Prolongeant une méditation déjà bien amorcée par les prophètes et le Deutéronome, les psalmistes ont personnalisé et spiritualisé résolument l'image du cheminement, et c'est en cela sans doute que leur apport à notre thème est le plus décisif.

La voie de l'homme devient le symbole de sa conduite morale. Le croyant, qui se sait appelé par Dieu et éclairé par sa parole, veut «étudier la voie parfaite et cheminer dans l'intégrité de son cœur à l'intérieur de sa maison » (Ps 101,2), certain que Dieu ne refuse pas le bonheur à ceux qui marchent dans cette intégrité (83,12), et qu'il leur donne de séjourner dans sa Tente (15,2). Le bonheur de l'homme qui craint Dieu (128,1) - c'est-à-dire à la fois le vénère, l'aime et l'écoute - consiste donc à marcher dans ses voies (81,14; 119,1), dans sa vérité-fidélité (86,14; 26,3; cf.119,30), sur la route de ses témoignages et de ses ordonnances (119,14. 27). Tant qu'il s'égare loin des commandements (119,9.118), le croyant erre comme une brebis perdue (119,176) ; au contraire, lorsqu'il garde ses voies (39,2), ou mieux: les voies du Seigneur, pour ne pas faire le mal loin de son Dieu (18,22), lorsqu'il assure la rectitude de sa route en marchant suivant la Loi de Yahweh (119,1), cette Loi qu'il a constamment dans le cœur (37,31), Dieu aplanit 1e chemin devant lui (5,9), si bien que ses pas ne risquent plus de chanceler (37,31 ; 66,9).

Exercice 1:
Répondez aux questions suivantes à partir de l'extrait sur la voie chez les psalmistes :
(a) Par qui la méditation que prolongent les psalmistes avait-elle déjà été bien amorcée ?
(b) De quoi la voie de l'homme devient-elle le symbole ?
(c) À quoi est comparé le croyant qui s'égare loin des commandements ?
Exercice 2: Reprenez l'extrait sur la voie chez les psalmistes après sa dernière phrase et poursuivez-en la rédaction.
Les entrées présentées plus bas n'entrent aucunement en ligne de compte ici.

Données affichées:
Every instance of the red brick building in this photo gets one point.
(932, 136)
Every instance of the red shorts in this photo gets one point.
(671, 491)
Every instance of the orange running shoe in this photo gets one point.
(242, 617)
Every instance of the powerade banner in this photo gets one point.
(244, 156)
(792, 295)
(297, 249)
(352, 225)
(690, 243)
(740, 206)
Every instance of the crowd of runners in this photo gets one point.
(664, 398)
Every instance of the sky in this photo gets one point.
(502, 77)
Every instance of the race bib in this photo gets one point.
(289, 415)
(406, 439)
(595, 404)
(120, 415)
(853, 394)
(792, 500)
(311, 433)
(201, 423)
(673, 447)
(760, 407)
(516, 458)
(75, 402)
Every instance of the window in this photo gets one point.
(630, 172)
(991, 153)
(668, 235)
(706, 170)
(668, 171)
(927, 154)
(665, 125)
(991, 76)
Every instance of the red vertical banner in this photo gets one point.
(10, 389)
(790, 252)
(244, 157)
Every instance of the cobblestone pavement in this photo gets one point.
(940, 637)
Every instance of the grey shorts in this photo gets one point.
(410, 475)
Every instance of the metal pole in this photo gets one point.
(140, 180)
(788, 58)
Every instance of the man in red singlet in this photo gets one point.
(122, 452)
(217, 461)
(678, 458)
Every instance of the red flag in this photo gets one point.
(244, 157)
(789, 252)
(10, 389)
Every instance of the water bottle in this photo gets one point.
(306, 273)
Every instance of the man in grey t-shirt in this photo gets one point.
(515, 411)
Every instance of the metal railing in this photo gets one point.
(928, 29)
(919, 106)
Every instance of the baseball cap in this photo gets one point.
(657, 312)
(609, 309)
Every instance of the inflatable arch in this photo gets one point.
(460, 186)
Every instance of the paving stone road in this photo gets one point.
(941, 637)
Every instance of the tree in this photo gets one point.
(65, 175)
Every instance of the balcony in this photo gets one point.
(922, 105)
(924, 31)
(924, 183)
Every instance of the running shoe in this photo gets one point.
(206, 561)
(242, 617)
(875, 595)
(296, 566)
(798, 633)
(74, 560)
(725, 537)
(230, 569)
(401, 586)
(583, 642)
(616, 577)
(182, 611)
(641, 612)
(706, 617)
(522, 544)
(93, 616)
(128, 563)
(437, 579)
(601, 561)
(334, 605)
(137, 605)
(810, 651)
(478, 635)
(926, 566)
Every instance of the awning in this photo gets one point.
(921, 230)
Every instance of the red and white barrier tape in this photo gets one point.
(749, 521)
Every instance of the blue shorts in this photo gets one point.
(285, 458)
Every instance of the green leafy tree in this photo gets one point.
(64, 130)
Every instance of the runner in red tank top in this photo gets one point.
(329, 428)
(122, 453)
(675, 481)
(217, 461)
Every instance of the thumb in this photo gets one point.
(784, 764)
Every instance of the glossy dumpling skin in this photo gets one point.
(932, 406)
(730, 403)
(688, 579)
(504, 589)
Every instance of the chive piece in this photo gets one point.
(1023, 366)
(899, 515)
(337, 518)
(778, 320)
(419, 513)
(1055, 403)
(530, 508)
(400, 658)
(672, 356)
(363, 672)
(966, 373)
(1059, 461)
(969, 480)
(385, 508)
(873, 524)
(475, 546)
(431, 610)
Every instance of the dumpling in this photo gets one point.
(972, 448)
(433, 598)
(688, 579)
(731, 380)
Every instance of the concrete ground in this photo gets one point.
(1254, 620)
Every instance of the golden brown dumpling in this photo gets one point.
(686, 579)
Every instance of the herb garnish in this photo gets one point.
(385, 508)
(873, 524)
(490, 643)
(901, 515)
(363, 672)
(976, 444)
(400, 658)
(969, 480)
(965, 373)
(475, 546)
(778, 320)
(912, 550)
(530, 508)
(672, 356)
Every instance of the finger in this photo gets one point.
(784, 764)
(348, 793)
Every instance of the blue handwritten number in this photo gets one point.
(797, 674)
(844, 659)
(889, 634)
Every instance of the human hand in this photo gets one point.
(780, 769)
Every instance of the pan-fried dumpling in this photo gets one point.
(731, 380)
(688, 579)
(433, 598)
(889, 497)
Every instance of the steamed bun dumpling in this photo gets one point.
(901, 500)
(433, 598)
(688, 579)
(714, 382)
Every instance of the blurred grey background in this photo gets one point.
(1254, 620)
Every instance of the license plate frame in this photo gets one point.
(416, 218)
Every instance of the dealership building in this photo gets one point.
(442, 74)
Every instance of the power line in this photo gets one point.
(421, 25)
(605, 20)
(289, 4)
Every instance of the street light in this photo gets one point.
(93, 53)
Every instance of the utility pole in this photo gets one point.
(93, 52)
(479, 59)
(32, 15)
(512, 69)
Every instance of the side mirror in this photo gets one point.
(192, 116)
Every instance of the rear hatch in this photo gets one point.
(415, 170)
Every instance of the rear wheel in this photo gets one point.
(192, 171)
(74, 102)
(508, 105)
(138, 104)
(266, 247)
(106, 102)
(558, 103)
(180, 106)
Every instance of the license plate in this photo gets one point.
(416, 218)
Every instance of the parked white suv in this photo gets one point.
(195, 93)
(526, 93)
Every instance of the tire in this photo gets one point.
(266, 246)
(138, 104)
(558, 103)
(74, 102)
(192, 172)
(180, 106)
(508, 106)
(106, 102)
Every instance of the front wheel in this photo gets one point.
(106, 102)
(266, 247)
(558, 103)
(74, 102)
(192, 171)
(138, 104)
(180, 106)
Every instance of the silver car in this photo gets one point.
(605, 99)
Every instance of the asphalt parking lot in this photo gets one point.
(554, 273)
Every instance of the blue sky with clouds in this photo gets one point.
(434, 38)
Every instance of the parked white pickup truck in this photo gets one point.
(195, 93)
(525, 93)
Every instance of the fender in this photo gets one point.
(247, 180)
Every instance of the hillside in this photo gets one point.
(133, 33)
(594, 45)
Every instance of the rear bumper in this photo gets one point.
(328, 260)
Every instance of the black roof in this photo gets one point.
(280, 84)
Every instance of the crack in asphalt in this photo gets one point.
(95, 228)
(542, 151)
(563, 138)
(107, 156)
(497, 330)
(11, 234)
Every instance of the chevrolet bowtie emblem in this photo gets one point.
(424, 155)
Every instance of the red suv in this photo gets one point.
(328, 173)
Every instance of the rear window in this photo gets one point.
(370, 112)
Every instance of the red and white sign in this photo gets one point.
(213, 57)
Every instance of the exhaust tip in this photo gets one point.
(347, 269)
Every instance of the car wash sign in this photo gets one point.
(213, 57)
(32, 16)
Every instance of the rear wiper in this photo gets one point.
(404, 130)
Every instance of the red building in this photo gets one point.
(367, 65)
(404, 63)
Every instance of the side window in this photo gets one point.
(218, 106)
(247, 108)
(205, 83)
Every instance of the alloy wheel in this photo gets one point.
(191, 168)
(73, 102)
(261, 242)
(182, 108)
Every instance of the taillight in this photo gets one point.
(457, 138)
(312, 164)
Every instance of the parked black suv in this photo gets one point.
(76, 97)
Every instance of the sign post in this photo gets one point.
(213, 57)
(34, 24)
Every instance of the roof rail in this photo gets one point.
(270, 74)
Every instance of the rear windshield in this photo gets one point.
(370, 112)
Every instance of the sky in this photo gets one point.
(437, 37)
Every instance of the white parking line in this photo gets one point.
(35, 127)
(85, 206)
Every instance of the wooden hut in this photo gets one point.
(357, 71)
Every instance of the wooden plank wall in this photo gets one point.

Réponse attendue 1:
(a) Par les prophètes et le Deutéronome.
(b) De sa conduite morale.
(c) À une brebis perdue.

Réponse attendue 2:
 

Non seulement Dieu éloigne de son fidèle la voie du mensonge (118,29) et l'achemine tout droit vers son vrai repos (cf. 107,7), mais il le soutient (17,5), l'affermit sur la route (37,23 ; 119,6) et préserve ses pieds du faux pas pour qu'il marche devant lui dans la lumière des vivants (56,14). À celui qui habite dans le secret du Très-Haut, et qui, partant, accepte l'obscurité de la foi, le psalmiste promet : «Dieu commandera à ses Anges de te garder dans toutes tes voies. Sur leurs mains ils te porteront, de peur que ton pied ne heurte contre une pierre » (91,11s). L'existence de l'homme de foi devient ainsi un cheminement pour Dieu et avec Dieu. D'où le sentiment de sécurité qui l’accompagne jusque dans l'épreuve : «C'est Dieu qui me ceint de force et rend ma route intègre » (18,33). La souffrance n'est pas ôtée, 1e danger reste menaçant, mais Dieu est là : «Près des eaux reposantes il me mène, il ranime mon âme. Il me conduit sur les sentiers de la justice en vertu de son Nom. Même si je marche dans un val ténébreux, je ne crains aucun mal, car tu es avec moi : ta houlette, ton bâton me rassurent » (23,2-4). Houlette ferme, qui impose la route, mais qui atteste la présence du berger.

 

Marcher avec Dieu, c'est «marcher au large» (31,9 ; 119,45), et à certaines heures le psalmiste se sent porté par une aisance et une audace qui ne viennent pas de lui : «Dieu rend mes pieds pareils à ceux des biches et me fait tenir debout sur les cimes » (18,34). Dieu seul, en effet, peut donner à l'homme cette vigueur et cette légèreté à son service : «Sur la voie de tes commandements je cours, quand tu dilates mon cœur » (119,32). D'un bout à l'autre du chemin, le croyant se sait accompagné, et comme précédé, du regard de son Seigneur: «Toutes mes voies sont devant toi (119,168). Toi, tu connais mon sentier (142,4). Tu m'examines, quand je voyage et que je me couche : de toutes mes voies tu es le témoin assidu » (139,3) .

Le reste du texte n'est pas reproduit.